— RECORDS SUPPLIED —

☆ ☆ ☆ ☆

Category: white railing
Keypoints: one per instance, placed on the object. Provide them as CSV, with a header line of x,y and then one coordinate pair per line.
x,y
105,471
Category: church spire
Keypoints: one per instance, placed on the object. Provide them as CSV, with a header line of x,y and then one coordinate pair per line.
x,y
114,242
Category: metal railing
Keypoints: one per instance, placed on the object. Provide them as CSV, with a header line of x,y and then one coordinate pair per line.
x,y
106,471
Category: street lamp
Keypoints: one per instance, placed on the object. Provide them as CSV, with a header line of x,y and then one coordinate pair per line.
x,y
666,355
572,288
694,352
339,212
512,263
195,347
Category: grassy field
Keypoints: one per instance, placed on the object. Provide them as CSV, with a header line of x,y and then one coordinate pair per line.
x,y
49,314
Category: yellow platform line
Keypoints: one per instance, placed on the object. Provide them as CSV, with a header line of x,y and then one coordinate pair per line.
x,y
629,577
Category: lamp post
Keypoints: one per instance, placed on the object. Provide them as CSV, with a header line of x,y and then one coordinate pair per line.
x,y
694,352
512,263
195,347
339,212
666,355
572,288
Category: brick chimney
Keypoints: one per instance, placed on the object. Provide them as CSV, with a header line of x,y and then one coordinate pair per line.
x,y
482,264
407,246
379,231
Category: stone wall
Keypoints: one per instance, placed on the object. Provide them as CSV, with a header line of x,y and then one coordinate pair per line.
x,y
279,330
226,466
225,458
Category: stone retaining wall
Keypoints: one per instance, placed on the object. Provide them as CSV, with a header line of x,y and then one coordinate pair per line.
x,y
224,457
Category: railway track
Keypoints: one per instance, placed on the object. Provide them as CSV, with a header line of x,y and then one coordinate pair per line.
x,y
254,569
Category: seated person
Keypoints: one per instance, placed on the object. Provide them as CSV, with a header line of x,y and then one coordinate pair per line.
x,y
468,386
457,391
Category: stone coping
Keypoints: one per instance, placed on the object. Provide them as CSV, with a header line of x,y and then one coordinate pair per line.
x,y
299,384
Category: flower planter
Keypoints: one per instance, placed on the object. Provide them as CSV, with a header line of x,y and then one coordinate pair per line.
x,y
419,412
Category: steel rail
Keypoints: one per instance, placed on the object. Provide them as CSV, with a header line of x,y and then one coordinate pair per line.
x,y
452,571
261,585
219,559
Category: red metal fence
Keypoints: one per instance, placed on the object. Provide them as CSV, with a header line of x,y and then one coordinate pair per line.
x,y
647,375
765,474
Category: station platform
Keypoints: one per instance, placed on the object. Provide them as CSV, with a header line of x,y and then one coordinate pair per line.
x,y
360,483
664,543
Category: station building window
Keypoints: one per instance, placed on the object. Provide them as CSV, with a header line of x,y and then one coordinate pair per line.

☆ ☆ ☆ ☆

— YOUR TASK —
Give every line of the records above as a JSON list of strings, one string per line, with blank lines left out.

— ANSWER —
[
  "Category: white railing",
  "Keypoints: one per instance, placed on the object. Provide them as CSV, with a header line of x,y and then one coordinate pair per line.",
  "x,y",
  "105,471",
  "Category: church spire",
  "Keypoints: one per instance, placed on the object. Provide them as CSV, with a header line of x,y and then one coordinate pair per line.",
  "x,y",
  "114,242",
  "Category: metal railing",
  "Keypoints: one per instance, placed on the object. Provide them as CSV, with a header line of x,y and then one coordinate pair per line.",
  "x,y",
  "106,471",
  "Category: street lamp",
  "Keypoints: one per instance, placed on the object. Provide them as CSV, with a header line of x,y and then one coordinate pair per line.",
  "x,y",
  "666,355",
  "572,288",
  "694,352",
  "339,212",
  "512,263",
  "195,347",
  "Category: grassy field",
  "Keypoints: one per instance, placed on the object. Provide them as CSV, with a header line of x,y and then one coordinate pair per line.",
  "x,y",
  "49,314",
  "Category: yellow platform line",
  "Keypoints: one per instance, placed on the object. Provide them as CSV, with a header line of x,y and then one coordinate pair per line.",
  "x,y",
  "629,577",
  "Category: lamp post",
  "Keypoints: one per instance, placed on the object. Provide them as CSV, with a header line of x,y and then one coordinate pair per line.",
  "x,y",
  "694,352",
  "512,263",
  "195,347",
  "339,212",
  "666,355",
  "572,288",
  "Category: brick chimney",
  "Keypoints: one per instance, placed on the object. Provide them as CSV, with a header line of x,y and then one coordinate pair per line.",
  "x,y",
  "482,264",
  "407,246",
  "379,231",
  "Category: stone wall",
  "Keypoints: one per instance, placed on the object. Provide them as CSV, with a header line of x,y and then one coordinate pair per line.",
  "x,y",
  "279,330",
  "226,466",
  "225,458",
  "Category: stone retaining wall",
  "Keypoints: one per instance, placed on the object. Provide them as CSV, with a header line of x,y and then one coordinate pair per line.",
  "x,y",
  "224,457",
  "Category: railway track",
  "Keypoints: one per instance, placed on the object. Provide them as CSV, with a header line of x,y and then one coordinate pair per line.",
  "x,y",
  "254,569",
  "Category: seated person",
  "Keypoints: one per instance, placed on the object. Provide them as CSV, with a header line of x,y and then one coordinate pair per line.",
  "x,y",
  "468,386",
  "457,391",
  "Category: stone coping",
  "Keypoints: one per instance, placed on the object. Provide them as CSV, with a header line of x,y and then one coordinate pair per line.",
  "x,y",
  "299,384",
  "Category: flower planter",
  "Keypoints: one per instance, placed on the object. Provide them as CSV, with a header line of x,y and then one coordinate pair per line.",
  "x,y",
  "419,412",
  "Category: steel rail",
  "Keypoints: one per instance, placed on the object. Provide them as CSV, with a header line of x,y and then one coordinate pair per line.",
  "x,y",
  "452,571",
  "261,585",
  "219,559",
  "Category: red metal fence",
  "Keypoints: one per instance, placed on the object. Provide them as CSV, with a header line of x,y and then one coordinate pair per line.",
  "x,y",
  "647,375",
  "765,474",
  "Category: station platform",
  "Keypoints: one per instance, placed on the object. Provide them as CSV, with a header line of x,y and then one coordinate pair per line.",
  "x,y",
  "360,483",
  "664,543",
  "Category: station building window",
  "Keypoints: one per instance, placed on the object. Provide them as CSV, with a header line of x,y and then one coordinate pair per line."
]